**TASK TO COMPLETE**
Check every line below for the word "leaf" and copy the ones that have it.
+++ DATA FOR ANALYSIS +++
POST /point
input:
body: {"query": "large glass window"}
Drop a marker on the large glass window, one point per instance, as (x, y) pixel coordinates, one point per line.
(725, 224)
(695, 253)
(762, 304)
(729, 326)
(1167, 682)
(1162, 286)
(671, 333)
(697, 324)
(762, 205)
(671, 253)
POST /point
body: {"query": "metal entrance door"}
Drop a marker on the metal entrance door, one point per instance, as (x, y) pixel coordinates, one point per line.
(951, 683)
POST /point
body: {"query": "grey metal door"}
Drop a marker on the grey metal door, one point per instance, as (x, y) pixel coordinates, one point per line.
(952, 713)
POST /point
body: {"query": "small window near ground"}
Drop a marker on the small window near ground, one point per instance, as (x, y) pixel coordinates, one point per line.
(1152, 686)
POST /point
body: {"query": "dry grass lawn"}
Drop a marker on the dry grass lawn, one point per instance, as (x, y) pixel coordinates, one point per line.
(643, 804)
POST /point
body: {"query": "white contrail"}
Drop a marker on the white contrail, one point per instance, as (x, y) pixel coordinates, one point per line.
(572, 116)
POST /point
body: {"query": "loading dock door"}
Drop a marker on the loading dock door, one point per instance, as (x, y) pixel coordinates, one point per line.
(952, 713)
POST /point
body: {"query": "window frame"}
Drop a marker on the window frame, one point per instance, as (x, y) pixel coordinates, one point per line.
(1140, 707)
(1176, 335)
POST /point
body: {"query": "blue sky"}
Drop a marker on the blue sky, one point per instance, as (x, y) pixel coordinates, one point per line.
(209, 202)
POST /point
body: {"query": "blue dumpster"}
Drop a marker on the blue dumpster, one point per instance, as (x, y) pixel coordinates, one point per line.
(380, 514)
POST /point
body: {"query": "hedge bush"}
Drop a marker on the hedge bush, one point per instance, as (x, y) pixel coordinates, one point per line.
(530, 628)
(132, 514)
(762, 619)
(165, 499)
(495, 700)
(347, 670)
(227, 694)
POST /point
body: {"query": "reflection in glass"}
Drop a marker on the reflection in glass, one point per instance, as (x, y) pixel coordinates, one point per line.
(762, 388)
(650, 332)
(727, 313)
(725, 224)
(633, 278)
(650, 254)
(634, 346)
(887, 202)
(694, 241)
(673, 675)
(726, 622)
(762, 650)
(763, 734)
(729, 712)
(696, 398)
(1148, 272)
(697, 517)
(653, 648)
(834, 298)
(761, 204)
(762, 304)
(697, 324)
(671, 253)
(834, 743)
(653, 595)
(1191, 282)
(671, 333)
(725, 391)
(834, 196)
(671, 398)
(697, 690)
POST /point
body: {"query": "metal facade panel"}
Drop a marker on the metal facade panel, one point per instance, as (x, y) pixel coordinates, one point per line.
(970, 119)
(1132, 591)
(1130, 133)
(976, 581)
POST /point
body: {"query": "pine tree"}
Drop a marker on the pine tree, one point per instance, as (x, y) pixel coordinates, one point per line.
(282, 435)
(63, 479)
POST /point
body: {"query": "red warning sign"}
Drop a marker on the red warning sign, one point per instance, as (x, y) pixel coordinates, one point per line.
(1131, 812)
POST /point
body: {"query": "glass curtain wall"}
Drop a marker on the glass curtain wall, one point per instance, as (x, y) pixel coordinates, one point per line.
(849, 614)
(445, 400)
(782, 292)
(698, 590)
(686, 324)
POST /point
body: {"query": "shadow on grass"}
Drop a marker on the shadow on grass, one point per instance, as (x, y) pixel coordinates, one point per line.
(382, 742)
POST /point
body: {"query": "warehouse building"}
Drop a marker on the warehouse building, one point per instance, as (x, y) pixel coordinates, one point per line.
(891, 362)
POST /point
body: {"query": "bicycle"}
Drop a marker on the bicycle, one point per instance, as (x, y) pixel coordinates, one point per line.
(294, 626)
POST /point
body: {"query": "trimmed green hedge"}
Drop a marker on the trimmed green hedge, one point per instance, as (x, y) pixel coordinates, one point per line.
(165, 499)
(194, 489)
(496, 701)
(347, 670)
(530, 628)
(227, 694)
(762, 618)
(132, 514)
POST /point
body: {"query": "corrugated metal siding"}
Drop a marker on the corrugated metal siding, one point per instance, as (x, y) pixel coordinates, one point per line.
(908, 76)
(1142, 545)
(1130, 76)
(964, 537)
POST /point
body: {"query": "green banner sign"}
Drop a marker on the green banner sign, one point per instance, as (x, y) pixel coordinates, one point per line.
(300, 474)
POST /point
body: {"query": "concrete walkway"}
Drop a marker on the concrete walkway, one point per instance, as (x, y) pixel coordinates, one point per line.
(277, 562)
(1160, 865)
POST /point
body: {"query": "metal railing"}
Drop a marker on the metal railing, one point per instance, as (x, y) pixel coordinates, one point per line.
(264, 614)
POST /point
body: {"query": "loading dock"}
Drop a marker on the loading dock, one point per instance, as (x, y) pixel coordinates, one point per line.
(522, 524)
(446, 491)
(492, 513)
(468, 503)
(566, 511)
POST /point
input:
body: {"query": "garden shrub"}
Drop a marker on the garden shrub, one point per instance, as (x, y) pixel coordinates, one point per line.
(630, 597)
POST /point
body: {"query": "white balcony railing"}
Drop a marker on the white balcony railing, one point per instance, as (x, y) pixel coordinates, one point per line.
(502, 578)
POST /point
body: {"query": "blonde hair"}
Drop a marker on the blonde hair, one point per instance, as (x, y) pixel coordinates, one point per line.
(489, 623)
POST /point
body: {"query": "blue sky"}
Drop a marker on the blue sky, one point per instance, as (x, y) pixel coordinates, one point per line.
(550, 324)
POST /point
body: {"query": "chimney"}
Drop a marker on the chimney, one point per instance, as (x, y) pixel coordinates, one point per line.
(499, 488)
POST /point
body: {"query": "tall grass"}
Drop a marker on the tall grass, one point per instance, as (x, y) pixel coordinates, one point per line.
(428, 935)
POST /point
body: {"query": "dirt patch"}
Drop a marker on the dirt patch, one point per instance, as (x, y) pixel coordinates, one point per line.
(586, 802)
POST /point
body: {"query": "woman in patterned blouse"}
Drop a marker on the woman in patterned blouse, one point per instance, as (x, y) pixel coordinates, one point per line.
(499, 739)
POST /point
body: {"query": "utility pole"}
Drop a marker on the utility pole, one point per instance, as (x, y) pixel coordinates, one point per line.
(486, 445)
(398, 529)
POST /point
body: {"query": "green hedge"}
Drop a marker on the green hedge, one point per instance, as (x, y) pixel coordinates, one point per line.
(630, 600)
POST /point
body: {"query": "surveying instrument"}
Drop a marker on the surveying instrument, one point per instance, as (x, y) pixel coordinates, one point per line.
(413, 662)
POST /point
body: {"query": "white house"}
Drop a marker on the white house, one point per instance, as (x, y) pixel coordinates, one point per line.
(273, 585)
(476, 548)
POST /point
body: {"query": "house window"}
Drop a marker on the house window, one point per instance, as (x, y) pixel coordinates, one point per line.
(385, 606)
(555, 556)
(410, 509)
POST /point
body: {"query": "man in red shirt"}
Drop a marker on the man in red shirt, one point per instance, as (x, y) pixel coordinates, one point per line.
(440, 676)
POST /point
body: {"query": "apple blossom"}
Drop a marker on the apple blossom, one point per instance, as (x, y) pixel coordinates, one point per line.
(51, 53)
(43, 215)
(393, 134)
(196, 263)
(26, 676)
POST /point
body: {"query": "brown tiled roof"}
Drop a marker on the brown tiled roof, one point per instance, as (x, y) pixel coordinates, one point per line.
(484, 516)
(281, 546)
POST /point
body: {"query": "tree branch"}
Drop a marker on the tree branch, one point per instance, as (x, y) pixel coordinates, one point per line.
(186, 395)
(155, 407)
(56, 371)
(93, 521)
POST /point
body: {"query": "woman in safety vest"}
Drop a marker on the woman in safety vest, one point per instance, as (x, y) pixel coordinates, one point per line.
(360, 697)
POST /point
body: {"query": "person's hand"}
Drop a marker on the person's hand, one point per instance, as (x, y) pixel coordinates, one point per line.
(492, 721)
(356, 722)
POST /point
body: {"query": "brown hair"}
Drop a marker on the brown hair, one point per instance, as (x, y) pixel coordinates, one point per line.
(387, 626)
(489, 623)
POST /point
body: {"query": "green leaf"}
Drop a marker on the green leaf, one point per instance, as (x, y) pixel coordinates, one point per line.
+++
**RESPONSE FOR THIS EXERCISE**
body: {"query": "green leaf"}
Drop a marker on the green leaf, one point per instance, as (x, y) pixel coordinates, one point per line.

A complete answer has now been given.